The answer is to be the data below, written out in full and exactly.
—————
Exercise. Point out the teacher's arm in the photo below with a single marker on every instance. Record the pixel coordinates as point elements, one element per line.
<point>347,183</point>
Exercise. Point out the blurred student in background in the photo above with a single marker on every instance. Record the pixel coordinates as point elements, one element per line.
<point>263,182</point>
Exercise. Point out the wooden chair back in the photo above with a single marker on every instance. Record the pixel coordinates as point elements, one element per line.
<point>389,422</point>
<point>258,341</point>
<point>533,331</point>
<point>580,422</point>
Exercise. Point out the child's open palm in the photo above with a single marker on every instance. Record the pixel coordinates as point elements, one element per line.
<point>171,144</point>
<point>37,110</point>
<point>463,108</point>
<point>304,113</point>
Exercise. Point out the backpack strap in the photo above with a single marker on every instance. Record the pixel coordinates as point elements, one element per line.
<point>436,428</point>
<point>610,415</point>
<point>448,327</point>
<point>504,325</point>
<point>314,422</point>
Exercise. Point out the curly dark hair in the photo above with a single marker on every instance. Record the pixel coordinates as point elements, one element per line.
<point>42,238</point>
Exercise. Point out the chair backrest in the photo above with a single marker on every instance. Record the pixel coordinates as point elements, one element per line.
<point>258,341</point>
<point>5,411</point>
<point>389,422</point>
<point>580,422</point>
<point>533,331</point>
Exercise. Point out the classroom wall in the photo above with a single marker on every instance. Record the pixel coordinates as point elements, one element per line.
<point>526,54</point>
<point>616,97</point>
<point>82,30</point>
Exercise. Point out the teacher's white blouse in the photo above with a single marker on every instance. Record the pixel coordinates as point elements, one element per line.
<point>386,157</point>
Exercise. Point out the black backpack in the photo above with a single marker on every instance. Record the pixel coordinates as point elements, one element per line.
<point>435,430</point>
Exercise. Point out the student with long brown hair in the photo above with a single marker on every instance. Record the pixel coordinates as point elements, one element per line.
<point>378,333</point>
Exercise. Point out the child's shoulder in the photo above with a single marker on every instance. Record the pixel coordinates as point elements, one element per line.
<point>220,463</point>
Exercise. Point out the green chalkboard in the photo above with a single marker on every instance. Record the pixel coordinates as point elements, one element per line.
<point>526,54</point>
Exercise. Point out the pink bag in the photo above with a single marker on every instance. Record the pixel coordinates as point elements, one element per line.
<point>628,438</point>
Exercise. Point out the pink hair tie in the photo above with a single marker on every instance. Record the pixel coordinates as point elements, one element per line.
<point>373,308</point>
—————
FINISHED TASK
Exercise. Point out the teacher's arm in the photo below with a single marker on every instance. Record the pixel coordinates as point elements, one element per line.
<point>347,183</point>
Exercise. Point out the blurred student in background in the photo above with a single marker on every instance. Record the pixel coordinates as point elements, one element per line.
<point>263,182</point>
Exercise. Point out the wooden chair back in the photo above with a single marker on every instance. Record the pixel coordinates as point elements, one element per line.
<point>389,422</point>
<point>258,341</point>
<point>533,331</point>
<point>580,422</point>
Exercise. Point out the child's open palm in the photo above with a single marker on every instance. Record the pixel coordinates as point elements, one element per line.
<point>171,144</point>
<point>37,110</point>
<point>463,108</point>
<point>304,113</point>
Exercise. Point out the backpack strap in the photo above with a single marker on every instance. Record the pixel coordinates as point elements, one element per line.
<point>436,428</point>
<point>610,415</point>
<point>448,327</point>
<point>504,325</point>
<point>314,422</point>
Exercise. Point out the curly dark hair in the photo above with a single marker on every instance. Record the pixel coordinates as point elements, one element per line.
<point>42,238</point>
Exercise. Point out the chair backrest in the photo above with a single marker on every instance. Record the pixel coordinates as point elements, one element per line.
<point>258,341</point>
<point>5,411</point>
<point>389,422</point>
<point>580,422</point>
<point>533,331</point>
Exercise. Point out the classroom wall in the photo above with a single marker on every instance. Record the pixel coordinates as point elements, one element per line.
<point>526,54</point>
<point>616,97</point>
<point>82,30</point>
Exercise. Point out the teacher's white blouse in the photo above with a single marker on every instance. Record the pixel coordinates as point elements, one element per line.
<point>386,157</point>
Exercise. Point out the black backpack in the photo above with a single marker on every instance. Record the pixel coordinates as point elements, one element per line.
<point>435,430</point>
Exercise. Point out the student with long brown hair in the photo above with a single marker on every instance. Record the pixel coordinates as point elements, one element per line.
<point>378,333</point>
Exercise. Point out the child's shoulder in the photo above with a single marker on every instance. Record the pixel coordinates as point elements, one element per line.
<point>220,463</point>
Exercise. Point out the green chalkboard in the photo above with a single marker on every instance. Record the pixel coordinates as point elements, one element per line.
<point>526,54</point>
Exercise. Point out the pink bag in the photo above with a single marker on every instance. Record the pixel coordinates as point elements, one element per line.
<point>628,438</point>
Exercise. Point out the pink hair tie in the photo above with a single marker on every instance. Record the pixel coordinates as point elements, one element per line.
<point>373,308</point>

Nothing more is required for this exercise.